## Set task
Restate all of the entries below, switching every occurrence of "service" to "annotator" and leaving everything else unchanged. Omit the pictures from your answer.

☆ ☆ ☆ ☆

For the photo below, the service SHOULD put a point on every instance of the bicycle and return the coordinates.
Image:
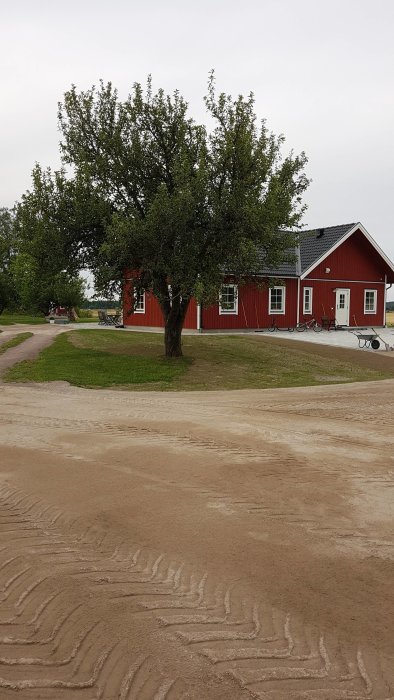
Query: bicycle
(306, 325)
(273, 327)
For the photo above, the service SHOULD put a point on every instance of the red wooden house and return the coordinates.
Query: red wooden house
(339, 273)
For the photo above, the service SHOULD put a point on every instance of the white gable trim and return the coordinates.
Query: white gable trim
(356, 227)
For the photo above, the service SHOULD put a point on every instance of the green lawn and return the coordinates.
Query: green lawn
(11, 319)
(103, 358)
(14, 341)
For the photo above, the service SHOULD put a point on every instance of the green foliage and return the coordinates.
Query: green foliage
(57, 223)
(9, 319)
(185, 205)
(8, 251)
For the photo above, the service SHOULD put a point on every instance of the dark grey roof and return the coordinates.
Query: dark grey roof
(313, 245)
(316, 243)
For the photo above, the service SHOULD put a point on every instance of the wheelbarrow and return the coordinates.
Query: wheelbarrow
(370, 340)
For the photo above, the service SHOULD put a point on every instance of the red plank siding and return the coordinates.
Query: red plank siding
(324, 299)
(153, 315)
(355, 259)
(354, 265)
(252, 310)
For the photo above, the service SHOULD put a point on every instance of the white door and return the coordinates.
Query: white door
(342, 307)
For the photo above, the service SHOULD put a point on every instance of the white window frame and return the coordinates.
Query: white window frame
(304, 309)
(375, 299)
(141, 309)
(229, 312)
(274, 312)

☆ ☆ ☆ ☆

## Answer to the exercise
For the photo below, the annotator SHOULD put a point on every instance of the bicycle and return the coordinates.
Image:
Query: bicycle
(306, 325)
(273, 327)
For the photo above, the annotator SHOULD put a point on every instance of the red wooden house and return the coordinates.
Query: red wooden house
(339, 273)
For the photo above, the annotator SHOULD put a point on every instance of the white gable trim and return the coordinates.
Query: white gable trim
(356, 227)
For the photo above, the annotator SHOULD put a point on every instance of the green lawn and return the coordinates.
Query: green lawn
(11, 319)
(103, 358)
(14, 341)
For the photo above, the annotator SHOULD put a point on every instance of the green foliage and return the coordinates.
Query: green foliage
(57, 223)
(9, 319)
(185, 205)
(8, 251)
For the photo above, the annotator SHOULD put a point on every instance of the dark grey roof and return the coordinates.
Query: dark grey roof
(313, 245)
(316, 243)
For the photo above, the annotator SHOULD put a point on every instance of the wheelbarrow and return the coordinates.
Query: wheelbarrow
(370, 340)
For the photo above, the annotator SHOULD put a point on every instance of the red plank siding and return the coordinates.
Query: red plank siding
(324, 299)
(153, 315)
(355, 259)
(354, 265)
(252, 310)
For the photo above, the annotator SHOULD put a point on every instance of the white door and return the coordinates.
Query: white door
(342, 307)
For the photo above, the annotator SHOULD put a point on every instance of the white window frame and return the coordinates.
Query: white window frame
(304, 309)
(375, 299)
(141, 309)
(229, 312)
(274, 312)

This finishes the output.